Data records:
════
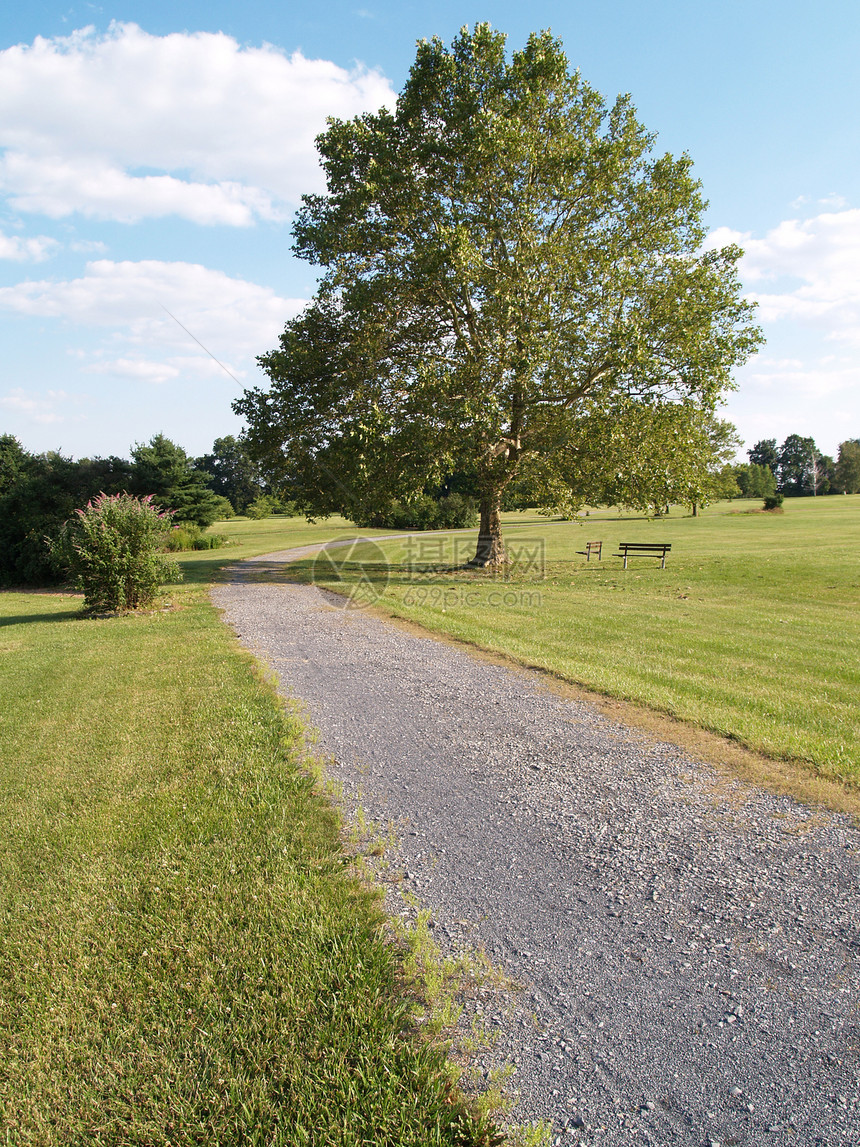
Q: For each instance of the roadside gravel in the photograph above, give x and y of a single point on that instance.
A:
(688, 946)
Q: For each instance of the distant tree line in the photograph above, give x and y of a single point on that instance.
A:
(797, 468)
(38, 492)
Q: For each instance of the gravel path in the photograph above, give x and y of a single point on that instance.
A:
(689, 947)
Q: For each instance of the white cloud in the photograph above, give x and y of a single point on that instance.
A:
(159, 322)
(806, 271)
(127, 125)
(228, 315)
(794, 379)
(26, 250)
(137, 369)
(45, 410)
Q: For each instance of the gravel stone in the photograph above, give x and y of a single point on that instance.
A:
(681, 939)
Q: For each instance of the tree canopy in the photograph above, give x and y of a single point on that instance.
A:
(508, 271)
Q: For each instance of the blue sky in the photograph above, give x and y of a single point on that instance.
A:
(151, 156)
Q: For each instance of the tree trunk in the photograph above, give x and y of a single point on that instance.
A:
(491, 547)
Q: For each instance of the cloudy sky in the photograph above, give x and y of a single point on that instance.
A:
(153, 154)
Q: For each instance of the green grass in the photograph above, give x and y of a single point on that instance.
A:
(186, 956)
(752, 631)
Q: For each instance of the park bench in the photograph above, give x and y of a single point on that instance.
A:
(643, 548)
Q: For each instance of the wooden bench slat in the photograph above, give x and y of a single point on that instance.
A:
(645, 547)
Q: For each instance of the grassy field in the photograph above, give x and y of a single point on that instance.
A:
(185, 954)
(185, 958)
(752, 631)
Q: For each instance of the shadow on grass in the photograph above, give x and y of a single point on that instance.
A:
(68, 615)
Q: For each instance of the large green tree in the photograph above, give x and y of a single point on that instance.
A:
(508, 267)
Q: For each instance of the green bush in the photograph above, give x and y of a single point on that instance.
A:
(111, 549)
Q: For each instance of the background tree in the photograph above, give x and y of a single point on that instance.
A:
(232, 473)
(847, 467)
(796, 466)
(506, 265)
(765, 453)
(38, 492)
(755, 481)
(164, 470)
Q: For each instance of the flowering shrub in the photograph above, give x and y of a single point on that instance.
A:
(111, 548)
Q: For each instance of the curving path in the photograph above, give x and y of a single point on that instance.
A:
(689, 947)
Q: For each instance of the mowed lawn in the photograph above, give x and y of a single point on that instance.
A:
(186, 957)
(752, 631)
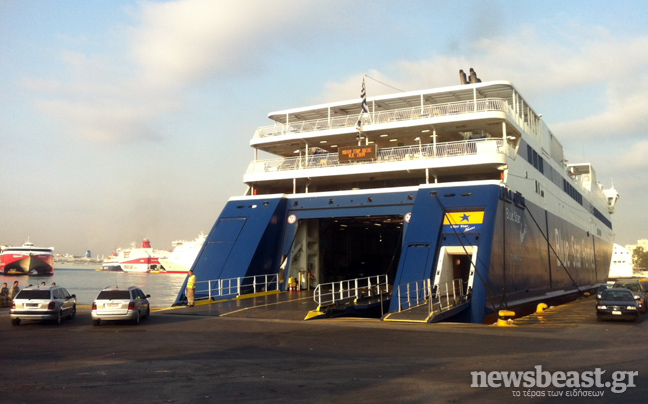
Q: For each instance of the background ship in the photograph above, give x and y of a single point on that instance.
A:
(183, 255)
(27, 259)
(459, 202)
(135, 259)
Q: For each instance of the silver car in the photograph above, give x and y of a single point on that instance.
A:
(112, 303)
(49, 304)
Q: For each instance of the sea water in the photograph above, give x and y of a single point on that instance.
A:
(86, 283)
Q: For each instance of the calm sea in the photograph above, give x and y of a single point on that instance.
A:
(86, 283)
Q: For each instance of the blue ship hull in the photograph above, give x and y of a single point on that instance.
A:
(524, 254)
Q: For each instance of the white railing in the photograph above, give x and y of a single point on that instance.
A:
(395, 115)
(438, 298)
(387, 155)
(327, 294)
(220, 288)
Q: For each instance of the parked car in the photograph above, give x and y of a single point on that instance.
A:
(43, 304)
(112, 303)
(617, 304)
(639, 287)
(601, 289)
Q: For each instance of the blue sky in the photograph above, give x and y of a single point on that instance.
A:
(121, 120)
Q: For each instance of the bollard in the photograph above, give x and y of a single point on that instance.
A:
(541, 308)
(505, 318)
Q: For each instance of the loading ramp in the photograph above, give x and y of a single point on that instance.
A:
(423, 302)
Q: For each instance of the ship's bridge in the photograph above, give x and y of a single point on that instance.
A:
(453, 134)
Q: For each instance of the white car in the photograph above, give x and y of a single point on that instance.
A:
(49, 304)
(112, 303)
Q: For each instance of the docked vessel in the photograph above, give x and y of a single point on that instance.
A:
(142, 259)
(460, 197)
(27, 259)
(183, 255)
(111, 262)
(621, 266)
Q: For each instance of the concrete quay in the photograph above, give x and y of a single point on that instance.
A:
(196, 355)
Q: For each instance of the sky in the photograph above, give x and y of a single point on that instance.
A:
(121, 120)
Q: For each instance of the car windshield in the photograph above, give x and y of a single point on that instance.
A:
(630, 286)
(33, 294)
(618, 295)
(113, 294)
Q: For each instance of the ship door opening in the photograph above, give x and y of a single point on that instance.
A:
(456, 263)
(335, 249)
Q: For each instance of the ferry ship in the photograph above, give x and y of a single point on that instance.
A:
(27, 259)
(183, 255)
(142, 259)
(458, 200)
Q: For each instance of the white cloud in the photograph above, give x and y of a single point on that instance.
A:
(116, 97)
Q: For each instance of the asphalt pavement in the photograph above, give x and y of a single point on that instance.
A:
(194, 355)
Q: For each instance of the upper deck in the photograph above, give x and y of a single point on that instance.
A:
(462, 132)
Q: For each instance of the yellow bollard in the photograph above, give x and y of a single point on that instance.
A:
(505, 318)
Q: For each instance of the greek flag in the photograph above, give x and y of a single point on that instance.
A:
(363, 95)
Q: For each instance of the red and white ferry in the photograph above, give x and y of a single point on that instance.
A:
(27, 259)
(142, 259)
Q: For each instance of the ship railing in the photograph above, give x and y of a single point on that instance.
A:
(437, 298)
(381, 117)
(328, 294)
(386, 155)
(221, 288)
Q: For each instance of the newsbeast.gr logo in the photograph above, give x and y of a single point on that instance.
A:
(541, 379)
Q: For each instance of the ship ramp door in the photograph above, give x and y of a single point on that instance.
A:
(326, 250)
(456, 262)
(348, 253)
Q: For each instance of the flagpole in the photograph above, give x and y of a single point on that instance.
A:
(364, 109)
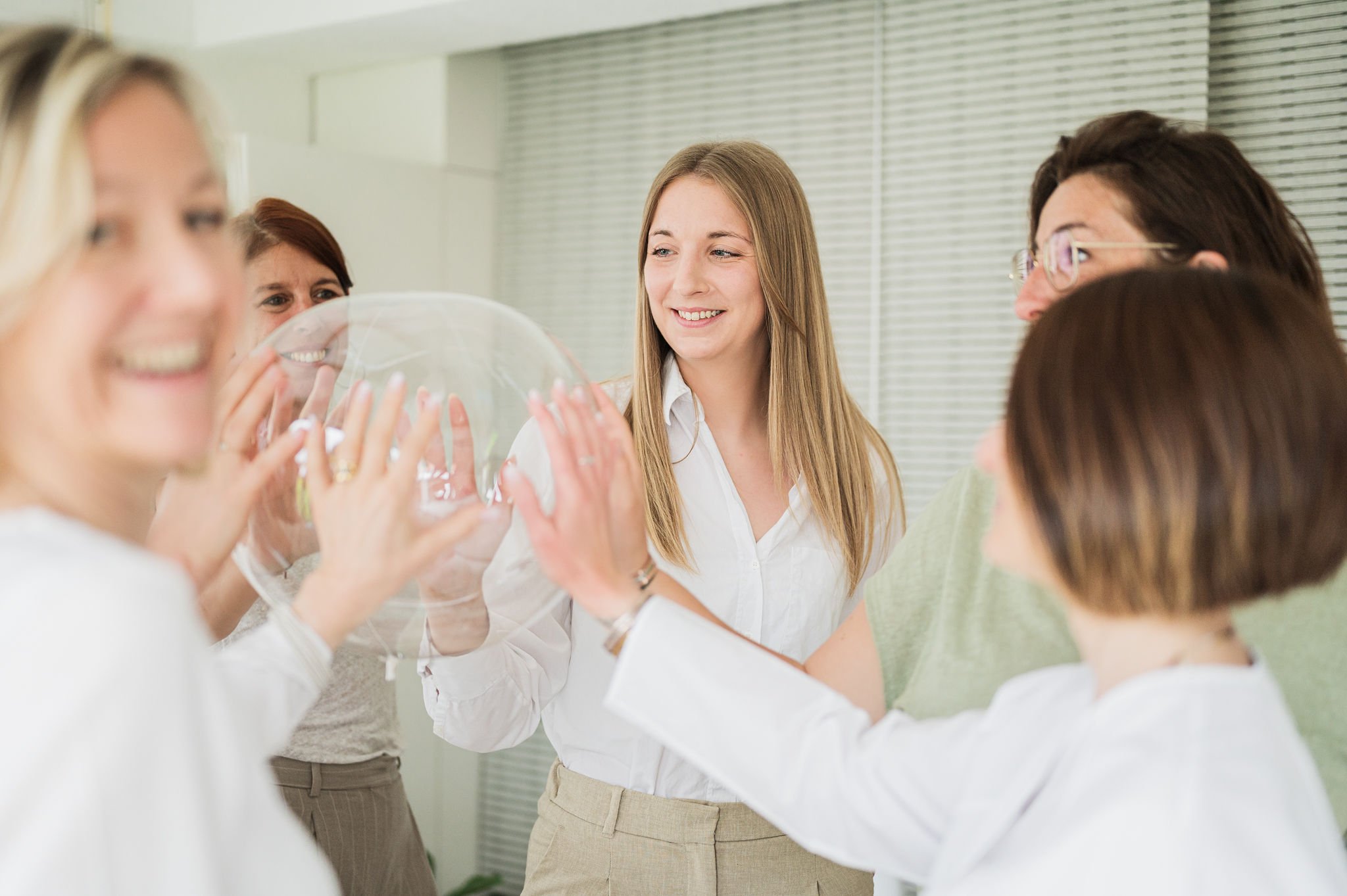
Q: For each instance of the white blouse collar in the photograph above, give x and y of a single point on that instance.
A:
════
■ **Problem to work on**
What belongs in the answer is each line of the data that has the word "green".

■ **Response area**
Q: For each instance of the green grass in the photograph above, give x and y of a single point on that instance.
Q: For each instance of the large green tree in the photograph above, give x and y of a single point on that instance.
Q: For each instance of the green bush in the photograph above, give x and y of a single point on that instance.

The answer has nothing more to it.